ЗАДАНИЯ:
1. В каком журнале, в каком номере и в каком году, согласно исходному документу, был опубликован материал?
2. Напишите продолжение исходного документа о литературно-критических эссе Вл. Новикова, начиная сразу после его последней строки.

ИСХОДНЫЙ ДОКУМЕНТ:
---

О литературно-критических эссе Вл. Новикова
Опубликовано в журнале Звезда, номер 9, 2008
Нонна Петровна Беневоленская — филолог, автор книг: “Поиски Вечной Женственности” (СПб., 2003), “Образ Петербурга в русской литературе XIX века” (СПб., 2003), “Эклектическое искусство Абрама Терца” (СПб., 2003), “Специфика постмодернистского мироощущения” (СПб., 2003), “Соцреалистические корни постмодерна” (СПб., 2003), “Исторические и философские корни русского литературного постмодернизма” (СПб., 2007). Живет
в С.-Петербурге.
ї Нонна Беневоленская, 2008
Нонна Беневоленская
Зачем нам критики и литературоведы?

---

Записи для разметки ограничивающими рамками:
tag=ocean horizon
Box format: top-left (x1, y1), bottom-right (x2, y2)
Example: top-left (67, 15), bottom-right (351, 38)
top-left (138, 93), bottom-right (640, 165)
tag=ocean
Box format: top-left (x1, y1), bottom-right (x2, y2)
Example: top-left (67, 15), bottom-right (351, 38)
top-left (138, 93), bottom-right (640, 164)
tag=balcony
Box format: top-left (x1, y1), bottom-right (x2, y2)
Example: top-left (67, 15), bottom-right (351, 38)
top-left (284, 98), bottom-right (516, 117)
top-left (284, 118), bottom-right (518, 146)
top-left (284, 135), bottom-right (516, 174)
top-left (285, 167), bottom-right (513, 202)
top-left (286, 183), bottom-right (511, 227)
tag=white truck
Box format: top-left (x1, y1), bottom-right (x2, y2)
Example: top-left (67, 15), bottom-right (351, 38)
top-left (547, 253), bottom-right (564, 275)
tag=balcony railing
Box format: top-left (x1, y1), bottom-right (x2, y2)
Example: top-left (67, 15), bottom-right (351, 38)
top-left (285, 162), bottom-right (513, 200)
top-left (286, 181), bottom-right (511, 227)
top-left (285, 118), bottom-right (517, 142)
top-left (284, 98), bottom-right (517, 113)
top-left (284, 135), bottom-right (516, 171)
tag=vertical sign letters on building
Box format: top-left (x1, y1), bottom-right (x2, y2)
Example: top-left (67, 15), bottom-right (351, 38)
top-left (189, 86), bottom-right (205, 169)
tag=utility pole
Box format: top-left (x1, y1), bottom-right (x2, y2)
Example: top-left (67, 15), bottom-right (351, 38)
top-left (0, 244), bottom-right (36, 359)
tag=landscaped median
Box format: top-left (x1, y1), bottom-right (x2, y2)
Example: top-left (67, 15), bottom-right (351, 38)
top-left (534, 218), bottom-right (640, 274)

---

ОТВЕТЫ НА ЗАДАНИЯ:
1. В журнале «Звезда», номер 9, 2008 год.

2.
о литературно-критических эссе Вл. Новикова
Таинственными, необыкновенными путями распространяется просвещение! Несмотря на то что в современных массмедиа существует множество способов обратить внимание на нужный предмет, Вл. Новиков избирает способ особенный — создает “веселую науку” из науки традиционной и мультимедийных технологий. Его страстные призывы обращены и к профессиональным читателям, и к обыкновенным, и даже к тем, кто вовсе обходится без чтения: наряду с другими они становятся героями его эссе: “А знаете, что Новиков про Ксению написал?” — и далее, с бесчисленными кругами на воде, до адресата. Вот на эти пути, как нам представляется, втайне или намеренно рассчитывает автор “Романа с языком”, “Сорока двух свиданий с русской речью”, “Романа с литературой” и множества выступлений в периодической печати.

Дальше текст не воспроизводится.